**DATASET CONTENT:**

= Beginning of Section =

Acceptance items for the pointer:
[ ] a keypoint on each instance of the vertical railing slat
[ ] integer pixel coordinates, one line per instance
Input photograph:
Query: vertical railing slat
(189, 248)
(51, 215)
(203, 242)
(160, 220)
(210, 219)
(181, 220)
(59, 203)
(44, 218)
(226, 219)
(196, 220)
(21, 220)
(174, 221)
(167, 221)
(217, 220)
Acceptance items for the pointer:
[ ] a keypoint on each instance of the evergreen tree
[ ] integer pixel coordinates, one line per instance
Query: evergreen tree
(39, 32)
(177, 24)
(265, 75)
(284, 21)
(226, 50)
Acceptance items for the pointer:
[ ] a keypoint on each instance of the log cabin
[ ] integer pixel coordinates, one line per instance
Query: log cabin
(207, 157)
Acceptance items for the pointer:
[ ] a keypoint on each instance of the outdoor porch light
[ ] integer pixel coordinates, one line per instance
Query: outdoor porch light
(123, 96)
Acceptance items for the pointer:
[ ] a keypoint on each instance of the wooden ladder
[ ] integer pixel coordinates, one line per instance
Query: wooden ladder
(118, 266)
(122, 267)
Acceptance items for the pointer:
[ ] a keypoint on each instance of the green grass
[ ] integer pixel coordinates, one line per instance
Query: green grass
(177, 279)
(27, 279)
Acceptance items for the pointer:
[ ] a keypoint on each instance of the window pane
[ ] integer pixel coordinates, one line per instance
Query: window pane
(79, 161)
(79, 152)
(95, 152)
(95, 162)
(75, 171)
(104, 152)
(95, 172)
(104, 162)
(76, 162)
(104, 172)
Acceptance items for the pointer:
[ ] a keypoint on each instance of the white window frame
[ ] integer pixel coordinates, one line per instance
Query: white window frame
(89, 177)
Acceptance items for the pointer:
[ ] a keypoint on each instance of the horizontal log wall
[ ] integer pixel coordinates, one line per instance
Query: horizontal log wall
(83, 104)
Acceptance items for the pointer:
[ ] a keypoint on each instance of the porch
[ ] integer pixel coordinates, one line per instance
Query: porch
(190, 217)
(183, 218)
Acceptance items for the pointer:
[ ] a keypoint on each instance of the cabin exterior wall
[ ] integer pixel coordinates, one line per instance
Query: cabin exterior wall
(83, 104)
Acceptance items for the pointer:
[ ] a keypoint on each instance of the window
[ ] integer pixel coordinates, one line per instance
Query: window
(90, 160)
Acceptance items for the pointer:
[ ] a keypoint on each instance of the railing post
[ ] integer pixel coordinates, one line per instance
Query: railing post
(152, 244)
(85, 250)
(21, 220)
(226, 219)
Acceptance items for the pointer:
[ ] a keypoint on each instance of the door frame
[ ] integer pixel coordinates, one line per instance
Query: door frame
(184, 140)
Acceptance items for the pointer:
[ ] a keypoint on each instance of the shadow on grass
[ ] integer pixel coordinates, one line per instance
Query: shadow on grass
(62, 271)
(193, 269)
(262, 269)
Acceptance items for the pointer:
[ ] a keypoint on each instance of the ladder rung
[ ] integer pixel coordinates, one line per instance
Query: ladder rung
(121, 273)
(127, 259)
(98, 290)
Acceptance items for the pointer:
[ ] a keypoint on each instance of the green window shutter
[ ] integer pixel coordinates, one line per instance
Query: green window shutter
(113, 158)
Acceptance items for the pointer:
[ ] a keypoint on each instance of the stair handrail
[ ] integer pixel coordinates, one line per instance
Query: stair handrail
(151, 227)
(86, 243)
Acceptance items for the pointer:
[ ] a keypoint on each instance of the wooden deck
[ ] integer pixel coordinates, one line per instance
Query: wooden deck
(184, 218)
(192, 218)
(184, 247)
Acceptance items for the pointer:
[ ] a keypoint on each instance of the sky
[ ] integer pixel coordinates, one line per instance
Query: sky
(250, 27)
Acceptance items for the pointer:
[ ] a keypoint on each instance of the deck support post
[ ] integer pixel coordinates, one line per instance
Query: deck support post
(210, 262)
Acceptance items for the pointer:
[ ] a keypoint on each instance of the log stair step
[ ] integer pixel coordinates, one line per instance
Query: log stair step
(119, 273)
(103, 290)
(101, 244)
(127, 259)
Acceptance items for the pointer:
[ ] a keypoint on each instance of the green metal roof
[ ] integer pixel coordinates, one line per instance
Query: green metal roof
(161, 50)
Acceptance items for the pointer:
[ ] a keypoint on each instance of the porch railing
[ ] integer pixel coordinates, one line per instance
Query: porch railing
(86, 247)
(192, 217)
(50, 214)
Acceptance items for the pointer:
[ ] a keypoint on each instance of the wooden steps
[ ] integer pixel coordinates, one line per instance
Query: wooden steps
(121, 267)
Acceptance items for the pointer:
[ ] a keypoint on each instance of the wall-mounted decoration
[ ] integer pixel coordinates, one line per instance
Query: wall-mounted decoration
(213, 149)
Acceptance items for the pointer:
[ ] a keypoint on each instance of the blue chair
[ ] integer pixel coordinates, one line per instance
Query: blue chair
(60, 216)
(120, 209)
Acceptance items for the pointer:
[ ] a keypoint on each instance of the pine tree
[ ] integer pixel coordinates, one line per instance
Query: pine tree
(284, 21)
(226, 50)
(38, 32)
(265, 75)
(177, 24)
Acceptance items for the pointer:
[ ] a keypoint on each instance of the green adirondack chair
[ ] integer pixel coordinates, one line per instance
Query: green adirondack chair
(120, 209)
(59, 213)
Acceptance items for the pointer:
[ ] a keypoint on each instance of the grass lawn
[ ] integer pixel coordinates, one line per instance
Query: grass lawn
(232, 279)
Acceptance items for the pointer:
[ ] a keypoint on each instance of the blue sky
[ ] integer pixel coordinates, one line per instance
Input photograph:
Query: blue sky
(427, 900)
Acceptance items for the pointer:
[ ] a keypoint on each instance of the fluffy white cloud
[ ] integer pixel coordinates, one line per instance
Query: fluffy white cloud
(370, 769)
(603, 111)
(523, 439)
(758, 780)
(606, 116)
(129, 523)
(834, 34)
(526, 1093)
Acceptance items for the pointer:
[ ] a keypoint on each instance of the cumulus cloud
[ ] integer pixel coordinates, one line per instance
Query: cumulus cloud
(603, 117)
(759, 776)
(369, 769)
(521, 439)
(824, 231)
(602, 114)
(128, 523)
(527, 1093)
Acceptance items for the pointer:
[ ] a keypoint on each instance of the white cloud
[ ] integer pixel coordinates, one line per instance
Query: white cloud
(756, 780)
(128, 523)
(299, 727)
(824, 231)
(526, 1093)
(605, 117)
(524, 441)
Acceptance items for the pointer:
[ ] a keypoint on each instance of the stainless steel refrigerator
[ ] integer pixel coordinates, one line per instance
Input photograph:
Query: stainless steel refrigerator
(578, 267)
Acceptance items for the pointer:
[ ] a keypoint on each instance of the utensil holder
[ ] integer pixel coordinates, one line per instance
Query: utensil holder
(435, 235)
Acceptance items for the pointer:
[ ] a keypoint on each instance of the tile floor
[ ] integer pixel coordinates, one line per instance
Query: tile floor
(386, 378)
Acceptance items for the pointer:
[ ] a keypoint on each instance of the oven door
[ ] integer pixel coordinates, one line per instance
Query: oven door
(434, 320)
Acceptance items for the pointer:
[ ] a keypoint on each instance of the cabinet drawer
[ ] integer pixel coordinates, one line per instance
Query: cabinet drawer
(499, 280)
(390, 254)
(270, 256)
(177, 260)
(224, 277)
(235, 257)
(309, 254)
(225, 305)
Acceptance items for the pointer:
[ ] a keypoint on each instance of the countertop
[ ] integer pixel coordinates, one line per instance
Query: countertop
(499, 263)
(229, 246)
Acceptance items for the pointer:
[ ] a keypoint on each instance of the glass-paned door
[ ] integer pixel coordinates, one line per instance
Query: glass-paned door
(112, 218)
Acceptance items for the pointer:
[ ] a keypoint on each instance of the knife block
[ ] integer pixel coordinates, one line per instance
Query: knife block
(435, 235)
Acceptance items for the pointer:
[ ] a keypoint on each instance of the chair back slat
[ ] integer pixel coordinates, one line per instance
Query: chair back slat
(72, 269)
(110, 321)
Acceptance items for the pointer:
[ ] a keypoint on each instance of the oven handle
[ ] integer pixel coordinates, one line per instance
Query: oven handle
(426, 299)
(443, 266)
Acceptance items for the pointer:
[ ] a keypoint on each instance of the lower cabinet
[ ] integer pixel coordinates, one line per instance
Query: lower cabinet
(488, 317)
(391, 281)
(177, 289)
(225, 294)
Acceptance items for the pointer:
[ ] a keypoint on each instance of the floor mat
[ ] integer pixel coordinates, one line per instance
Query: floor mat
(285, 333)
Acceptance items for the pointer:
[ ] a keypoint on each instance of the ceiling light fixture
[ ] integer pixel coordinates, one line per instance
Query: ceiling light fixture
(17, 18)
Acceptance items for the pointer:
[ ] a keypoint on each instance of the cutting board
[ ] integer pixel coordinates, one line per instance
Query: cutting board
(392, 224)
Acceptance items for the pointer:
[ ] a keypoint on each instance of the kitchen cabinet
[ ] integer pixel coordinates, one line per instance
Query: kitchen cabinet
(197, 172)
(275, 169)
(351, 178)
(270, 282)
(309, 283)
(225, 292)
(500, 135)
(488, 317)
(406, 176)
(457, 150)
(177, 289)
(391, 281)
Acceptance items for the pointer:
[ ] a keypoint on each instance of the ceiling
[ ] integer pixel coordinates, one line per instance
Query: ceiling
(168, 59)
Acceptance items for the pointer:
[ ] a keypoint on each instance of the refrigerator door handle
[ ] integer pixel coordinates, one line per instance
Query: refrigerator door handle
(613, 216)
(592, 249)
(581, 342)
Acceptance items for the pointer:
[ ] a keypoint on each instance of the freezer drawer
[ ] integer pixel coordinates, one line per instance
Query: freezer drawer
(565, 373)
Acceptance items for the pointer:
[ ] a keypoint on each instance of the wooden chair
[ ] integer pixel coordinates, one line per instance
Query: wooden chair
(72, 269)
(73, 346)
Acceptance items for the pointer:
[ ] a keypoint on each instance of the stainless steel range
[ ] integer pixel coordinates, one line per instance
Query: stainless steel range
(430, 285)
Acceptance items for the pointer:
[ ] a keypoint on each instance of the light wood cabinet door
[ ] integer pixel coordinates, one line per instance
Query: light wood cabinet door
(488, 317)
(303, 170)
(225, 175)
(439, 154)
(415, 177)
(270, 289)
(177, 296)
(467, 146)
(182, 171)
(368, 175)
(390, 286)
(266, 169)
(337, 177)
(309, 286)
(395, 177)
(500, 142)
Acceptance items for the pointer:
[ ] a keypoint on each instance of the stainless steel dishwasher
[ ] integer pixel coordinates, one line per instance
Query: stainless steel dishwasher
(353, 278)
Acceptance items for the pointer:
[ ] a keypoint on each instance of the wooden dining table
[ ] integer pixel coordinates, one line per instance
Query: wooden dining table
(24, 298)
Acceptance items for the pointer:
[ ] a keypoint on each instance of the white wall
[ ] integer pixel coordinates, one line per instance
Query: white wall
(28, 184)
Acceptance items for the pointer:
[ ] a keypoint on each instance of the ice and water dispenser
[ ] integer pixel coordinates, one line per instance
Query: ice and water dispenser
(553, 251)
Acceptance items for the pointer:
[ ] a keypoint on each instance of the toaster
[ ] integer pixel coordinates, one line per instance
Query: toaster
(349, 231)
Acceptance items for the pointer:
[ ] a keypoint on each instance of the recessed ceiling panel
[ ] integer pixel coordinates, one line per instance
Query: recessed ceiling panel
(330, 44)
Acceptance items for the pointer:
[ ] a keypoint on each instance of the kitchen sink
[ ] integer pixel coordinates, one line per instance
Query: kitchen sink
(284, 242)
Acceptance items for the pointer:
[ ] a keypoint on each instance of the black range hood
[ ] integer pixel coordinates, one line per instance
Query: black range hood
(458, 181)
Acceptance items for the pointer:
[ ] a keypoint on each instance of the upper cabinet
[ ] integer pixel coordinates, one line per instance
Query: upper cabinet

= End of Section =

**REQUIRED ACTION:** The entries above hold the needed span. Transcribe exactly the lines from the one with "[ ] a keypoint on each instance of the white cloud" to the one with "[ ] a keypoint on each instance of the lower", both included.

**SOLUTION TO THE PROBLEM:**
[ ] a keypoint on each instance of the white cloud
[ ] integer pixel coordinates, one line per instance
Query: white cloud
(756, 780)
(128, 523)
(299, 727)
(824, 231)
(526, 1093)
(605, 117)
(524, 441)
Acceptance items for the pointer:
[ ] a keypoint on each instance of the stainless steel refrigerator
[ ] integer pixel coordinates, one line per instance
Input photograph:
Query: stainless steel refrigerator
(578, 267)
Acceptance items for the pointer:
[ ] a keypoint on each instance of the utensil holder
[ ] integer pixel coordinates, one line per instance
Query: utensil holder
(435, 235)
Acceptance items for the pointer:
[ ] a keypoint on each instance of the tile floor
[ ] integer pixel coordinates, one line per instance
Query: tile floor
(386, 378)
Acceptance items for the pointer:
[ ] a keypoint on each instance of the oven door
[ ] integer pixel coordinates, one line per instance
Query: oven door
(434, 320)
Acceptance items for the pointer:
[ ] a keypoint on each instance of the cabinet drawer
[ ] integer pixel coordinates, one line per instance
Query: cabinet drawer
(499, 280)
(390, 254)
(270, 256)
(177, 260)
(224, 277)
(235, 257)
(309, 254)
(225, 305)
Acceptance items for the pointer:
[ ] a keypoint on each instance of the countertop
[ ] integer pixel coordinates, one line per instance
Query: countertop
(499, 263)
(229, 246)
Acceptance items for the pointer:
[ ] a keypoint on each instance of the glass-paned door
[ ] integer pixel coordinates, one line per instance
Query: glass-paned door
(112, 218)
Acceptance items for the pointer:
[ ] a keypoint on each instance of the knife block
[ ] integer pixel coordinates, one line per instance
Query: knife block
(435, 235)
Acceptance items for the pointer:
[ ] a keypoint on each instance of the chair back slat
[ ] integer pixel coordinates, one line per instance
Query: chair back slat
(72, 269)
(110, 321)
Acceptance items for the pointer:
[ ] a keypoint on each instance of the oven handle
[ ] integer pixel coordinates, one line per instance
Query: oven handle
(426, 299)
(443, 266)
Acceptance items for the pointer:
[ ] a keypoint on each instance of the lower cabinet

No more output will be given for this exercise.